EXERCISE: Would you please transcribe the records below exactly, leaving out the pictures?

━━ RECORDS TO PROCESS

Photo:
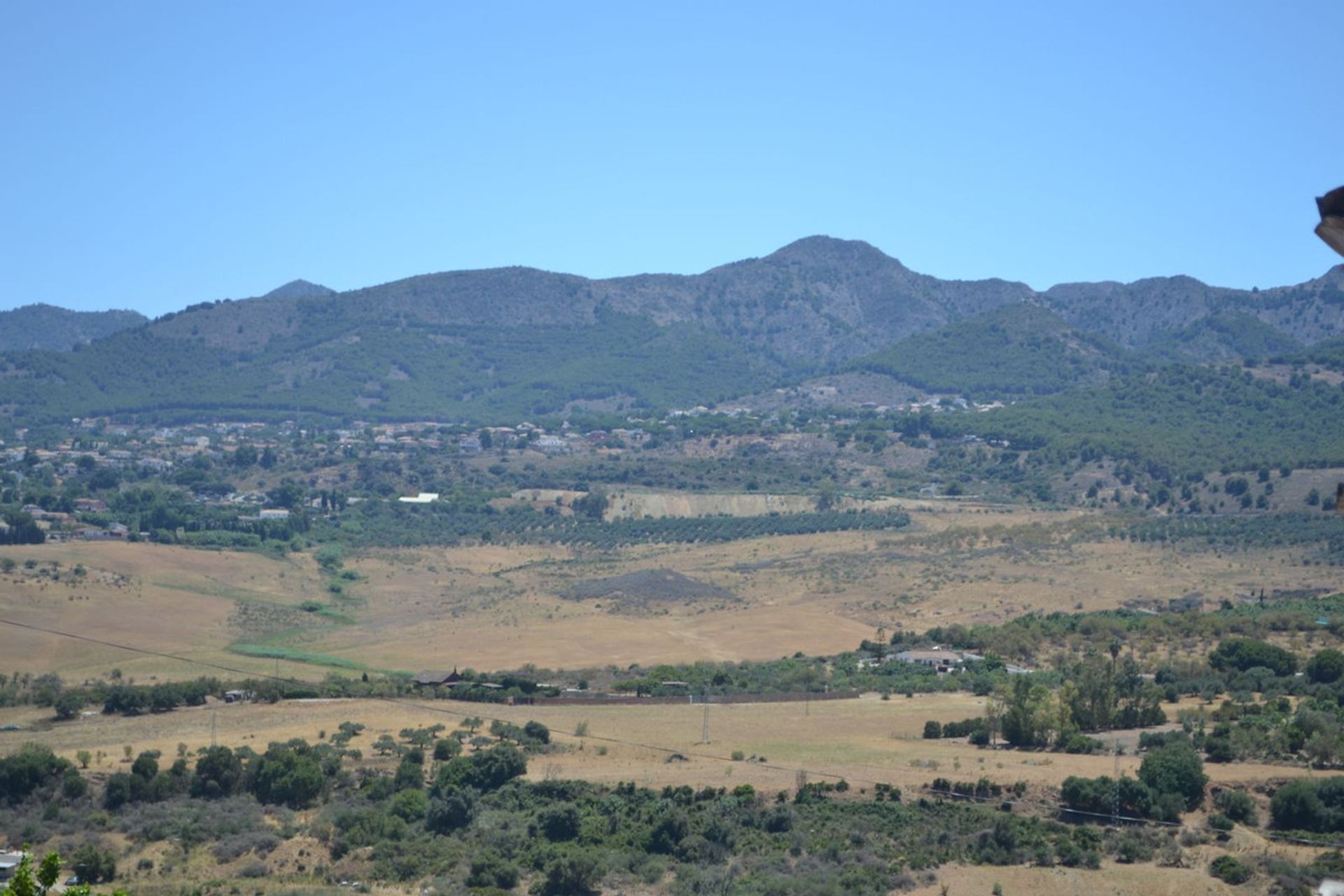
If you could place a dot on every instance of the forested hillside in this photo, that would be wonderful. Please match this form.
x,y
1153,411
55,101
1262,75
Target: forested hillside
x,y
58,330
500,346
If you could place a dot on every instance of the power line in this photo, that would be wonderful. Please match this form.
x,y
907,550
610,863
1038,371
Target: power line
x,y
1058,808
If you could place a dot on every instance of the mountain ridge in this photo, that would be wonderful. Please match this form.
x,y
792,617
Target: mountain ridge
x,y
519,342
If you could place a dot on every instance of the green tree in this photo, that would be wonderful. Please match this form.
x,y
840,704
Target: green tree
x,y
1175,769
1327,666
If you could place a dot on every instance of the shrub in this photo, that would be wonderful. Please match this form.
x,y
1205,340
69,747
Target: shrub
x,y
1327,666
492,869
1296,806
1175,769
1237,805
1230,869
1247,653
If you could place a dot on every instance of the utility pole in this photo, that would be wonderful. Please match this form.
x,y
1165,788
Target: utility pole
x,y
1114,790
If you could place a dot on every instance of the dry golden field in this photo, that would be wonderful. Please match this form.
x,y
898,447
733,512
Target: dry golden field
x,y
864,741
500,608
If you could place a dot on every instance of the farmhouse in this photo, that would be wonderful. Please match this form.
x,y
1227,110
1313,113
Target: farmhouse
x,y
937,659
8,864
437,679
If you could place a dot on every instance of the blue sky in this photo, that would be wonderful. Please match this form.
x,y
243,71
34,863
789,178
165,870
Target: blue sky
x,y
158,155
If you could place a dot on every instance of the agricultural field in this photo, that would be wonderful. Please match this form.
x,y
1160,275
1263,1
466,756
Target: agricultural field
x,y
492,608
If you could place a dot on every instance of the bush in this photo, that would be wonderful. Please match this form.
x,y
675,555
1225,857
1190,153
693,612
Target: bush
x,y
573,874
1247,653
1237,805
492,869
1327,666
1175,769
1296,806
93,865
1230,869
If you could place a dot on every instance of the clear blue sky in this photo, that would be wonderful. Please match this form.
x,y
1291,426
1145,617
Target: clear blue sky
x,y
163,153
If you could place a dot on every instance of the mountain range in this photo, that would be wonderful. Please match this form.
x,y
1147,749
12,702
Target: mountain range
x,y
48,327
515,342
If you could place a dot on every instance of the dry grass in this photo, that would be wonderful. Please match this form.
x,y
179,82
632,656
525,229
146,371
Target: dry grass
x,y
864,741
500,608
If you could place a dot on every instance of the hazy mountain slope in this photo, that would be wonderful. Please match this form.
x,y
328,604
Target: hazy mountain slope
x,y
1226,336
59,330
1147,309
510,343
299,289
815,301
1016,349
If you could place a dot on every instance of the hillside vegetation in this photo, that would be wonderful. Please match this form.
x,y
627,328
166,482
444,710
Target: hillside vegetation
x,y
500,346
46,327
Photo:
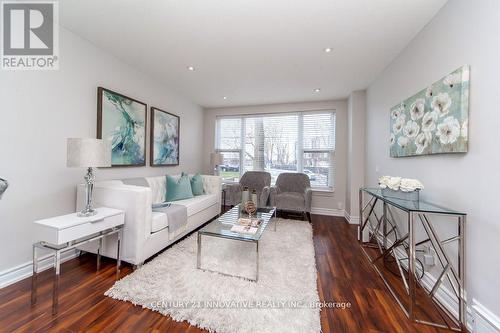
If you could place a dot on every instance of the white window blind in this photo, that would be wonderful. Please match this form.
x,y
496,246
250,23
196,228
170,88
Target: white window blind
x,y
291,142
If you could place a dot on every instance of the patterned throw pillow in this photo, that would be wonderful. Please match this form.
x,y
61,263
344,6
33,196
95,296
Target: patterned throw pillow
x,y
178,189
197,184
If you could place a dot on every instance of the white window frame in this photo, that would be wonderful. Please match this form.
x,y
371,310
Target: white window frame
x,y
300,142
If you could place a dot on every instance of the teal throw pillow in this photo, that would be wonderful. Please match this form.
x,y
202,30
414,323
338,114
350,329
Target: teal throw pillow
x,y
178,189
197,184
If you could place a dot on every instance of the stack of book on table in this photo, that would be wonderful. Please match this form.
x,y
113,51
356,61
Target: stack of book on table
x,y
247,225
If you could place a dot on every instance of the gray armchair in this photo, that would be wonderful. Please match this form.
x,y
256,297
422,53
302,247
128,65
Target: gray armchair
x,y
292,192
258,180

━━━━

ANSWER FOR THE TASK:
Photo:
If you could place a dot on every instance of the forested hillside in this photo, that would be wonderful. Please match this form.
x,y
1153,411
55,101
1262,75
Target: forested hillside
x,y
58,330
500,346
If you could place a dot on every instance of the power line in this photo, that would be wonderful. Please match this form.
x,y
907,550
610,863
1038,371
Target: power line
x,y
1058,808
If you could place a dot on every instance of the mountain ridge in this photo, that would be wonderful. Please match this form.
x,y
792,617
Target: mountain ridge
x,y
519,342
If you could place a dot on every instance of the green tree in this photo, that would be wonderful. Please match this form.
x,y
840,704
Target: green tree
x,y
1175,769
1327,666
If you could place a dot on every instance of the shrub in this photo, that would be wonderful. Please match this form.
x,y
1205,340
69,747
Target: shrub
x,y
1327,666
492,869
1296,806
1175,769
1237,805
1230,869
1247,653
If you could place a dot on every instance of the utility pole in this photo, that would be wonderful. Please match this form.
x,y
1165,788
Target: utility pole
x,y
1114,790
If you could place a dot on every instance of the dry golden field in this photo, that would be wonderful. Please match this form.
x,y
898,447
733,512
Target: dry golden field
x,y
864,741
500,608
If you could place a dot on every instance of the farmhouse in this photo, that would be wonderful. Please match this form.
x,y
1227,110
1313,113
Target: farmhouse
x,y
937,659
8,864
437,679
If you could place a dot on every instance of the blue sky in this photo, that would be wonderful. Please match this form.
x,y
243,71
34,863
789,178
165,870
Target: blue sky
x,y
158,155
If you could place a dot on every instance of the agricultural field in this photo, that would be wonderful. Please match this form.
x,y
1160,275
1263,1
466,756
Target: agricultural field
x,y
492,608
If you could place a dot on every instance of the bush in this photo, that would be wonderful. Please match this form.
x,y
675,555
1225,857
1190,153
693,612
Target: bush
x,y
573,874
1247,653
1237,805
492,869
1327,666
1175,769
1296,806
93,865
1230,869
If you could place a dot on every instance of the clear blue sky in this photo, that would be wonderful. Please match this form.
x,y
1291,426
1145,617
Target: clear blue sky
x,y
163,153
If you could place a dot on every instance of the mountain range in this photo, that would be wonderful. Please match this form.
x,y
1147,749
12,702
Target: mountain range
x,y
48,327
515,342
If you could place a dot on every instance of the dry grass in this photo, that would be wonderful. Please match this form.
x,y
179,82
632,656
525,229
146,371
Target: dry grass
x,y
864,741
500,608
If you could place a dot on every instance of the hazy mountain slope in this photo, that would be wonderful. Please match this form.
x,y
328,604
Target: hazy mountain slope
x,y
1226,336
59,330
1147,309
510,343
299,289
815,301
1016,349
If you could place a dot on every instance of the hillside vegetation in this photo, that would be wonderful. Please match this form.
x,y
627,328
166,482
444,710
Target: hillside vegetation
x,y
500,346
46,327
Photo:
If you could place a dot on every instance of the white window blind in this photo, that would be wonderful. Please match this form.
x,y
496,246
250,23
196,228
170,88
Target: white window blind
x,y
291,142
If you could place a dot on every instance of the patterned throw pillow in this photo, that would be wonderful. Please match this form.
x,y
61,263
344,6
33,196
95,296
Target: patterned throw pillow
x,y
178,189
197,184
If you could place a dot on every instance of the white window frame in this photo, that would be wonderful. Please match this form.
x,y
371,310
Target: white window frame
x,y
300,142
If you could place a dot on every instance of the teal throw pillow in this photo, that would be wonderful. Please match this form.
x,y
202,30
414,323
338,114
350,329
Target: teal throw pillow
x,y
178,189
197,184
If you could place a dot on every instance of the stack of book on table in this photo, that would be wonderful. Please match this form.
x,y
113,51
356,61
Target: stack of book on table
x,y
247,225
If you could place a dot on every instance of the gray armchair in this photo, that would be wonderful. Please match this form.
x,y
256,297
422,53
302,247
128,65
Target: gray armchair
x,y
292,192
258,180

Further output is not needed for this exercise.